* Stated task:
Rewrite the material below, replacing each "sample" with "template" and leaving everything else the same.

* Record excerpts:

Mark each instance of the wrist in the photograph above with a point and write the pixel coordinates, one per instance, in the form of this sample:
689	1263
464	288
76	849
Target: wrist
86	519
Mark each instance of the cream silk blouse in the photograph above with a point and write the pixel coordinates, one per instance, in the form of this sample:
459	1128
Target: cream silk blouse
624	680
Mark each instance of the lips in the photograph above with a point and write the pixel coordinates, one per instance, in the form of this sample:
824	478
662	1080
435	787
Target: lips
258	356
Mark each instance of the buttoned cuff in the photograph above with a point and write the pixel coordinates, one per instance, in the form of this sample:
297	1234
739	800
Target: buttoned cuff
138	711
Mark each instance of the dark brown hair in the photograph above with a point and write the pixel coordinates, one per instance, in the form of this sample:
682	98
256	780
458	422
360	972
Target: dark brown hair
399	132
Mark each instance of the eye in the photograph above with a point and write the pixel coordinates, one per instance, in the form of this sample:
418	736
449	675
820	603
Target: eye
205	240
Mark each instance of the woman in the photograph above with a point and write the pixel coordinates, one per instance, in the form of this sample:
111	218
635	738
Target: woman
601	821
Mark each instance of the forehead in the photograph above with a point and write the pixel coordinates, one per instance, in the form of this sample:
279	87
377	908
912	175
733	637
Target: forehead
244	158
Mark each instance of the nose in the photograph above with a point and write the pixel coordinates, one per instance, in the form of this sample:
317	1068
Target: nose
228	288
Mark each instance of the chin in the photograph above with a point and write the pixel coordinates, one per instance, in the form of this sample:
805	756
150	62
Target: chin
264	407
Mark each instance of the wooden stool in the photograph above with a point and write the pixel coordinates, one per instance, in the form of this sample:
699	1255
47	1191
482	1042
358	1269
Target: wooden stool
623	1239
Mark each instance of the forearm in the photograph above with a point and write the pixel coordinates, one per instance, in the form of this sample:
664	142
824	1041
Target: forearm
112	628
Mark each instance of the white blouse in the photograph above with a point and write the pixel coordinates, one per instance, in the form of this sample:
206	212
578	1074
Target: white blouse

* The completed task:
Mark each instance of the wrist in the photograph above with a point and write the pixel coordinates, one per instance, in the form of this template:
689	1263
464	288
76	849
Target: wrist
86	519
Mark each instance of the cream silk blouse in the photograph above with a point and write the pixel coordinates, one per instance, in the form of this template:
459	1128
Target: cream silk blouse
624	680
Mark each instance of the lips in the photograph above with a point and write the pixel coordinates, one per instance, in the form of this template:
824	478
662	1080
435	787
Target: lips
258	356
Mark each instance of the buttoned cuff in the photograph above with a point and write the pixel coordinates, one per instance, in the form of this template:
297	1234
739	800
Target: buttoned cuff
138	711
Mark each instance of the dark brown hair in the photograph above with a point and write the pixel coordinates, one per instance, in the form of this template:
682	98
256	780
458	422
360	972
Target: dark brown hair
399	132
Mark each instance of the eye in the photograph above with a point and write the pixel coordinates, one per instance, in the form of this template:
418	736
449	675
820	603
Target: eye
205	240
Mark each instance of the woman in the photograph above with a point and write the pixel coordinates, one per instance, in the form of this template:
111	218
635	738
Target: woman
601	821
Mark each instance of the forehead in the photograph above with a point and write the pixel coordinates, one per instance, in the form of this template:
279	87
377	908
912	175
733	637
Target: forehead
244	158
Mark each instance of the nose in the photograph above with a point and write the pixel coordinates, one per instance, in the form of this template:
317	1068
Target: nose
228	288
Mark each instance of the chin in the photograph above with a point and write the pixel coordinates, one per instance, in the form of this template:
805	756
150	62
Target: chin
264	407
Mark each instance of the wooden stool in the photograph above with a point and write the pixel coordinates, one per instance, in the form of this template:
699	1255
47	1191
482	1042
358	1269
Target: wooden stool
623	1239
Mark each instance of the forearm in the photograph above with a point and write the pixel coordinates, one per instance, in the form of this template:
664	142
824	1041
Target: forearm
112	628
Mark each instance of the white blouse in the photograph above with a point and write the pixel coordinates, one per instance, in the form of this template:
206	212
578	1074
Target: white blouse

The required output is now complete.